● DOCUMENT EXCERPT
******
Robert Seth Hayes, a former Black Panther and founding member of the Black Liberation Army, has died at the age of 72, Democracy Now reports.

Hayes was sentenced to prison in 1973 for the shooting of New York Transit police officer Sidney Thompson. Reports vary as to what exactly happened that resulted in the officers death, but Hayes vehemently denied any participation. Still, he was convicted and sentenced to 25 years to life. In 2018, he was finally paroled after 10 failed attempts despite having a clean disciplinary record in prison.


Many believed that the parole denials were in direct response to Hayes' Black Panther involvement. 

Hayes' political anti-government activism was, ironically, spawned by his military service. The son of postal workers, the New York native was drafted into the Vietnam War. Hayes was wounded and awarded a variety of military awards that included the Purple Heart, the National Defense Service Medal and the Vietnam Service Medal. But he found his consciousness change as the growing fight for civil rights was often met with government resistance.  

After Dr. Martin Luther King Jr.'s assassination in 1968, Hayes’ troop was ordered to patrol city streets with fixed bayonets and threaten any potential rioters and community members.

“It was the saddest day of my life,” Hayes recalled. “And I could never identify again with the aims of the armed forces or the government.”

After his military service, Hayes was compelled to engage in programs he felt benefited the Black American community and focused on Black liberation. The Black Panther Party's free medical clinics and free breakfast programs aligned with those ideals. Once the Black Panther Party's numbers began to decrease, due in large part by FBI efforts to disband the organization, the Black Liberation Army was created as an underground means of dissension.
******
● EXTRACTED DATA

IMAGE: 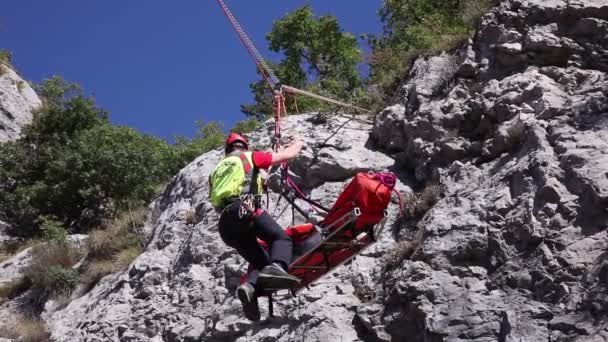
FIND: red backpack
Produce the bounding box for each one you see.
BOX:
[321,173,396,236]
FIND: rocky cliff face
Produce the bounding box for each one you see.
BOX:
[4,0,608,342]
[50,115,408,341]
[0,63,42,143]
[366,1,608,341]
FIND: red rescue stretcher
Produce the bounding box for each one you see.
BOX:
[241,173,396,317]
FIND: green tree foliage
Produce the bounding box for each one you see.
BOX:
[370,0,490,94]
[241,6,361,116]
[0,49,13,65]
[0,77,224,240]
[173,121,225,167]
[230,118,260,134]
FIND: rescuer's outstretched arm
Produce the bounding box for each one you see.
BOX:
[272,140,304,165]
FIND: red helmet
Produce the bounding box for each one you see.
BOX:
[226,132,249,150]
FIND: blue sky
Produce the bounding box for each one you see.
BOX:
[0,0,382,139]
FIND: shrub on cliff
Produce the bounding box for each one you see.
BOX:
[369,0,493,94]
[241,5,361,116]
[0,77,224,237]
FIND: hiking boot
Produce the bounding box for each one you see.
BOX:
[258,263,300,290]
[236,283,260,321]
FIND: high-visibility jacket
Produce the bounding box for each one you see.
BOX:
[209,151,263,209]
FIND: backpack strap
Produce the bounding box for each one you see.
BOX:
[234,151,260,195]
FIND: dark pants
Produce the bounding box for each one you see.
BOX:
[219,201,293,282]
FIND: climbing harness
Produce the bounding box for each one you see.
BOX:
[216,0,402,317]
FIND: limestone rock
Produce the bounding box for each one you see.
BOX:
[0,64,42,143]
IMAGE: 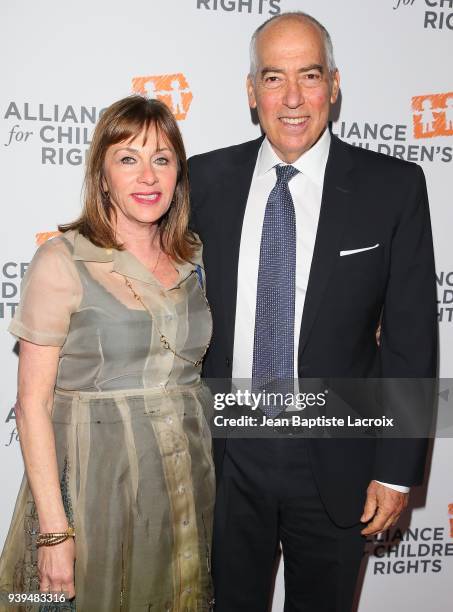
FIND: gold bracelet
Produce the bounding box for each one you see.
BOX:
[36,527,75,548]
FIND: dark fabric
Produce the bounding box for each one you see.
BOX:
[252,166,298,417]
[213,440,365,612]
[185,136,437,526]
******
● WHAT YOU WILL DO
#1 In the article on Robert Seth Hayes, update the stretch from "Hayes' political anti-government" through "and community members." by changing "bayonets" to "rifles", and write out the revised stretch.
#2 Answer these questions from the article on Robert Seth Hayes:
(a) What sentence did Hayes receive after his conviction?
(b) After how many failed attempts was he paroled in 2018?
(c) What work did his parents do?
#3 Resume the article on Robert Seth Hayes after its last sentence.

● ANSWERS GIVEN
#1
Hayes' political anti-government activism was, ironically, spawned by his military service. The son of postal workers, the New York native was drafted into the Vietnam War. Hayes was wounded and awarded a variety of military awards that included the Purple Heart, the National Defense Service Medal and the Vietnam Service Medal. But he found his consciousness change as the growing fight for civil rights was often met with government resistance.  

After Dr. Martin Luther King Jr.'s assassination in 1968, Hayes’ troop was ordered to patrol city streets with fixed rifles and threaten any potential rioters and community members.

#2
(a) 25 years to life
(b) 10
(c) They were postal workers.

#3
Hayes continued his involvement in community service even while jailed, working as a librarian, pre release advisor and AIDS councilor. When he was diagnosed with Hepatitis C and adult onset Diabetes in 2000 he frequently stated he was not receiving proper health care in prison and appealed to be paroled to live out his last years in freedom. 

“I just want to do good,” Hayes told The New York Post while seeking parole. “I promise repentance.”

Thompson's family were vocally against Hayes release. 

“He’s saying he’s sorry? That’s hard to believe,” said Steven Thompson, who was six years old when his father Sidney was slain.

Police associations across the country also voiced their frustration and disapproval. 

“It is a travesty that yet another murderer who killed a member of law enforcement in cold blood will be turned loose on the streets to reintegrate with the public, whom his victim gave his life to protect,” said Michael Powers, president of the New York State Correctional Officers and Police Benevolent Association.

“If Gov. Cuomo truly is serious about criminal justice reform, he must start by fixing a broken parole system that would allow such a sinister killer to go free,” Powers said about the then New York governor.

Hayes also went on record to commend the nonviolent protest that Colin Kaepernick made famous. Indicating that even though he had some regrets with his execution, he never regretted using his voice for community advancement. 

“It’s not a violent way, but a boisterous way,” he said. “Had I thought about it, I would have made better decisions."

Hayes was considered by many to be a political prisoner.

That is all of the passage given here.